• Extracted text
▼

Politico has a story today about a letter that freshman Republican representatives are sending to Senate Majority Leader Harry Reid, which includes this passage:
Mr. Reid, your record on spending in the Senate is one of failure. You have failed to pass a budget, failed to restrain spending, and failed to put our country on sound fiscal footing.
We do not accept your failure as our own.
The author of the letter is none other than Arkansas’s own Rick Crawford (AR-1). Now, as anyone who followed the AR-01 campaign knows, Rick Crawford knows a thing or two about what fiscal failure looks like, having filed bankruptcy in Missouri in 1994. What you might not realize, however, is just how much hypocrisy is dripping from Crawford’s words.
You see, when the story of Crawford’s bankruptcy broke last July, the candidate’s campaign responded somewhat vaguely, explaining that voters should choose Crawford, despite the apparent hypocrisy in his cut-spending position, because “Rick certainly does not want our country to go through what he personally had to go through.”
Just what did he have to go through? At the time, that was hard to tell; Crawford refused to let any of his prior creditors release his records (though he did authorize University Hospital in Columbia, MO, to say that he had “a zero balance”), and the story was reported as “$12,611.67, including $7,531.48 in credit-card debt [and] $4,239.95 in medical bills.”
Now, at the time Crawford filed for Chapter 7 bankruptcy in April 1994, he listed year-to-date income of about $1,600. With an income like that, it’s easy enough to see how $4000+ in medical bills might cause problems. (Somewhat ironically, I note that Crawford ran as an outspoken critic of the healthcare reform bill; I guess he prefers defaulting on medical bills to having insurance.) ‘
With an income that low, it’s even easy to see how one might be forced to rely on credit — like the government is doing currently — to make ends meet. I mean, it’s not like Crawford ran up a seemingly irresponsible $1,593.87 in store-specific credit cards on top of the $5,937.61 in general credit he used, right?
Oh, wait, what’s this here on Schedule F of Crawford’s Chapter 7 filing?
Dillards: $202.21
Famous Barr: $579.44
J.C. Penney: $162.68
Sears: $649.54
Yeah…so there’s that. Still, it’s not like he wasn’t trying as hard as he could to, at minimum, pay for the very basic expenses like phone bills and utilities, right?
MCI (phone): $165.52
City Utilities of Springfield, MO: $177.40
Wow. OK.
Well, at least we can rest assured that certain debts — say a personal signature loan that would have been granted based entirely on his trustworthiness as a borrower — would not have been included by Crawford in the bankruptcy. Surely something like that, which would reflect directly on his good name, would have been paid.

▲

• Work item A
Translate this sentence from the post on Rick Crawford's bankruptcy into Spanish: "We do not accept your failure as our own."
• Work item B
Please say whether each statement agrees with the post on Rick Crawford's bankruptcy, answering yes or no and quoting the deciding words: (i) Crawford filed for Chapter 7 bankruptcy in April 1994. (ii) Crawford let his prior creditors release his records. (iii) The Sears debt was $649.54.
The material after this point comes from a different source.

• Extracted information
▼

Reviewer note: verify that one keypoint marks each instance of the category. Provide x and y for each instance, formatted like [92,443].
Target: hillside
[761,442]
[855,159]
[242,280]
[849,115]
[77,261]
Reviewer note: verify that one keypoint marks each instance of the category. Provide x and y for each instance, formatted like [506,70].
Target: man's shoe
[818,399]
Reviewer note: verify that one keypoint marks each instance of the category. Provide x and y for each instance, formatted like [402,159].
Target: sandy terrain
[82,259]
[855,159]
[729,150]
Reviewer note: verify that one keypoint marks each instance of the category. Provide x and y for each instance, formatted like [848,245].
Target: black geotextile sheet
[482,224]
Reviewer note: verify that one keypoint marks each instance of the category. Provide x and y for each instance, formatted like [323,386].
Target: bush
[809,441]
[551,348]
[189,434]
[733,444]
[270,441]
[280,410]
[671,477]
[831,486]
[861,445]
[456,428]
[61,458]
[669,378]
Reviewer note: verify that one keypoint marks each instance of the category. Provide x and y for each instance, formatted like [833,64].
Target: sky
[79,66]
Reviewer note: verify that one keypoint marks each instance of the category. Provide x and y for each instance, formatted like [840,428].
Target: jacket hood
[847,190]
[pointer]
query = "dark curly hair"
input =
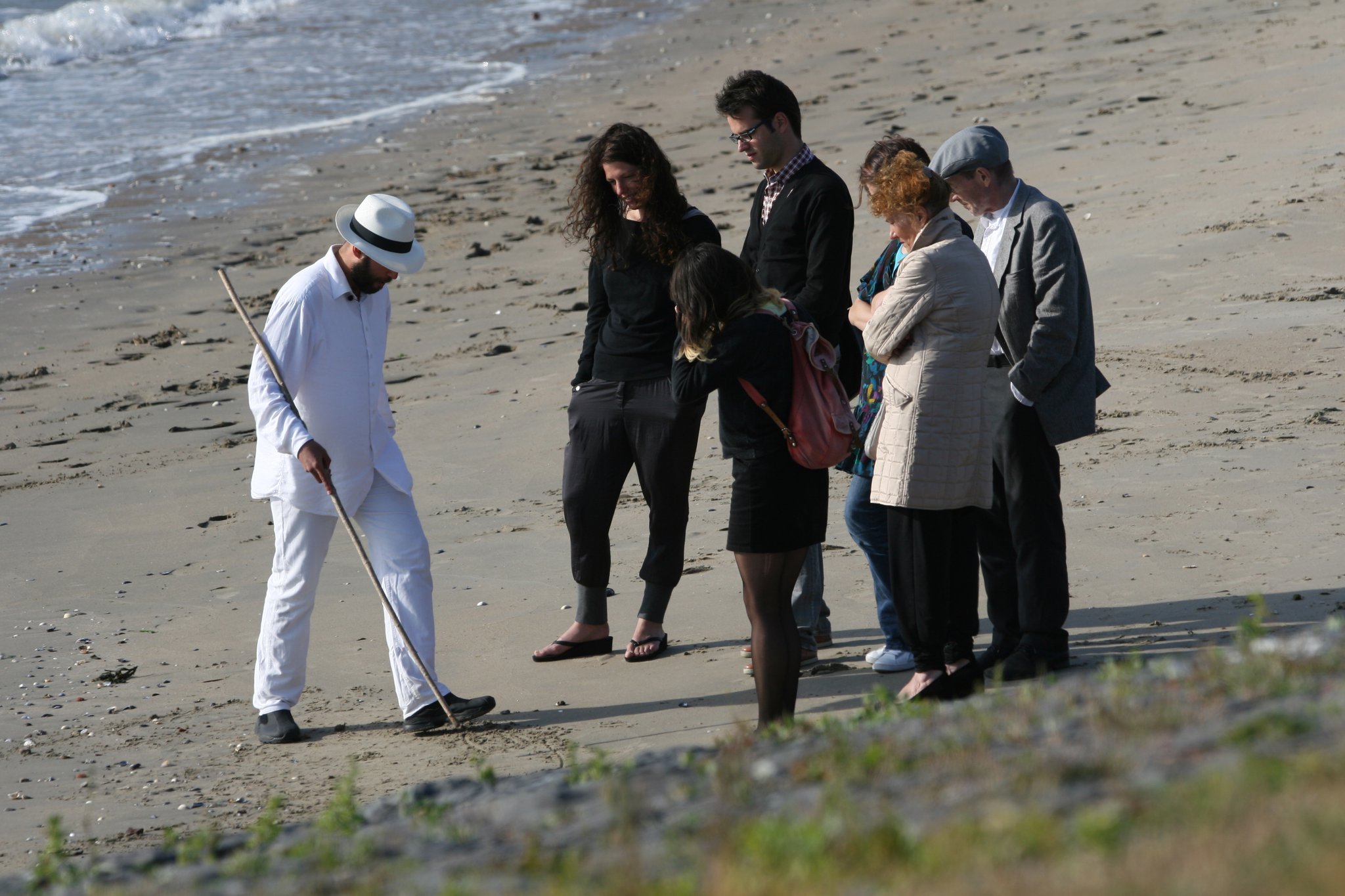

▲

• Response box A
No aceptamos su fracaso como nuestro.

• Response box B
(i) Yes: "Crawford filed for Chapter 7 bankruptcy in April 1994"
(ii) No: "Crawford refused to let any of his prior creditors release his records"
(iii) Yes: "Sears: $649.54"